WORK REQUEST:
Would you pull out every line of the material that contains the string "marker"?

DATA TO PROCESS:

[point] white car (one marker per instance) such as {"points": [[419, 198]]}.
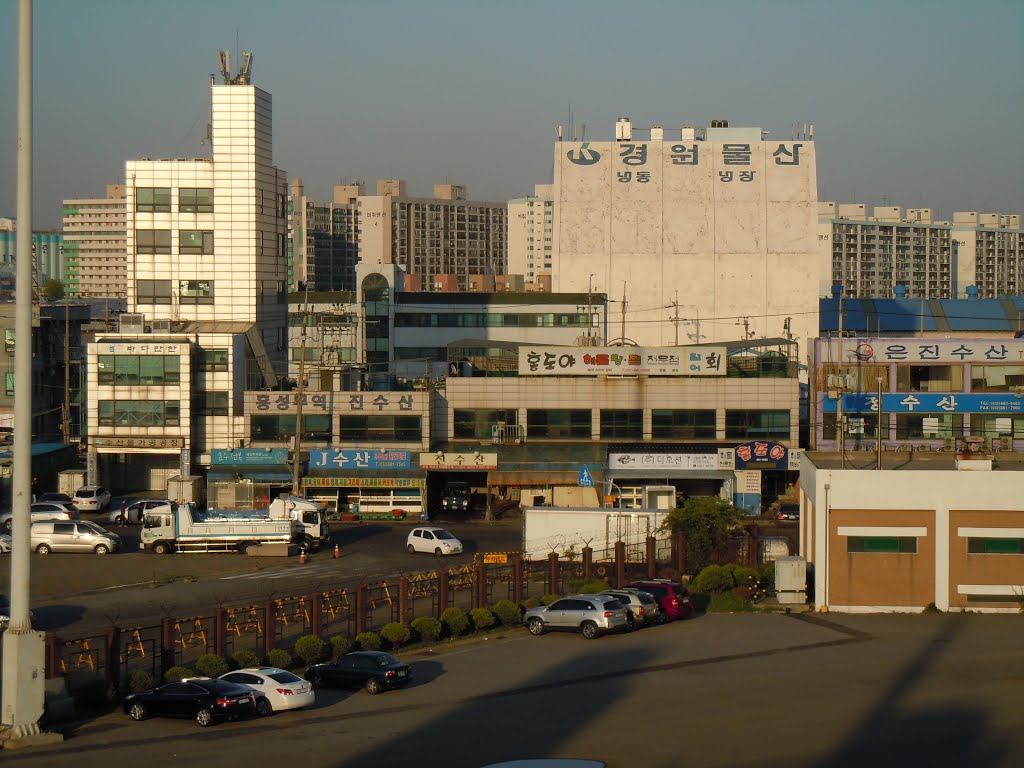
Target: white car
{"points": [[432, 539], [275, 689], [91, 499]]}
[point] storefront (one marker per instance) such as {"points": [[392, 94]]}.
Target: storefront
{"points": [[366, 483]]}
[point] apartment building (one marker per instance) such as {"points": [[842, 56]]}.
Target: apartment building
{"points": [[94, 253]]}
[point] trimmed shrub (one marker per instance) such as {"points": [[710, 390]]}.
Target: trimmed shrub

RESULT:
[point] white car (one marker per instance) such as {"points": [[419, 198]]}.
[point] storefront (one marker per instance) such as {"points": [[392, 94]]}.
[point] apartment building (one marker per instance) such as {"points": [[842, 56]]}.
[point] trimmed shrub (one marker per instance) such as {"points": [[710, 390]]}.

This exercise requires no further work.